## What is required
Copy out all of the material below word for word, leaving out the pictures.
___ Records provided ___
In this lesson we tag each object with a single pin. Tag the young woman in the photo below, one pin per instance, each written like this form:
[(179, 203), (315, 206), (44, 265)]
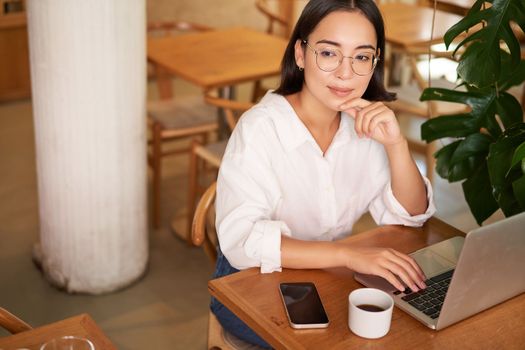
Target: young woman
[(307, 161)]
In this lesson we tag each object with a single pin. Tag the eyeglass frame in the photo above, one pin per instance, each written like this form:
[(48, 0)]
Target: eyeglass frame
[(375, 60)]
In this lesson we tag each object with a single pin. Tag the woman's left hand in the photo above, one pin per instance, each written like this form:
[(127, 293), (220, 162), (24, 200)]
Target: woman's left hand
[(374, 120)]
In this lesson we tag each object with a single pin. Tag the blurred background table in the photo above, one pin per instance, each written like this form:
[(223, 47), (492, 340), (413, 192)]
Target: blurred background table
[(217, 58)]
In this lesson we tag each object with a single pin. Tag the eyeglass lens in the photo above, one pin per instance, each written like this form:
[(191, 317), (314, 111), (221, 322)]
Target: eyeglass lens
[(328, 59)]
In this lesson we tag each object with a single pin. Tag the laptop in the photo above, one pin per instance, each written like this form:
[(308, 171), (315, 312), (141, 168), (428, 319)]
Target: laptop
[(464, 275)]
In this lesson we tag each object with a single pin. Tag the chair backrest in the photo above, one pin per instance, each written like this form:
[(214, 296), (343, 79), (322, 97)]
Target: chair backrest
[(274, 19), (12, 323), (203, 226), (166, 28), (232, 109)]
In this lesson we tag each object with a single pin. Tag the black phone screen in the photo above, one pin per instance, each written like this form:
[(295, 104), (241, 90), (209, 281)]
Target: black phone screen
___
## Exercise result
In this lesson we tag each object with a single pin. Tag the young woman in the photo below, one pin per instance, each written like this form:
[(179, 203), (315, 206), (44, 265)]
Target: young woman
[(307, 161)]
In this lesson we tag each object with a single pin. Tag the eyeglass frame in the photo above, one pin per instance, each written like this form:
[(48, 0)]
Target: eyeglass frame
[(375, 60)]
In this lesson we tag each object with a single pin. Tag the woman's left hand in the photo above, one pin per instance, each written like this form:
[(127, 293), (220, 162), (24, 200)]
Target: woman's left hand
[(374, 120)]
In this lesson we tag each object with a single pin. Tag the blurred background table in the photo above, one pin per instance, each written like this form:
[(223, 47), (492, 340), (413, 192)]
Target: blurred background table
[(217, 58)]
In this lesson we tag each object with a single pin. Tag the eyeglass lens in the photo above, one pin per instance, each written like this form:
[(191, 317), (314, 111), (221, 322)]
Target: eyeglass lens
[(328, 59)]
In this lesson we tag each object with a single pin. Tag the laptop in the photo above, one pin per instance, each written like this form:
[(308, 171), (315, 312), (141, 168), (428, 319)]
Target: laptop
[(464, 275)]
In this lesson we tag each object with a single pin. Tag the chair backrest in the photo above, one pin per instance, each written like this form:
[(214, 296), (343, 79), (322, 97)]
Target: chair backrest
[(274, 19), (12, 323), (203, 226), (166, 28), (232, 109)]
In this lesson we tag each object with a single pin. Tag the black phone screen in the photo above, one pin per instance, each written like this form:
[(295, 104), (241, 90), (209, 281)]
Target: black phone screen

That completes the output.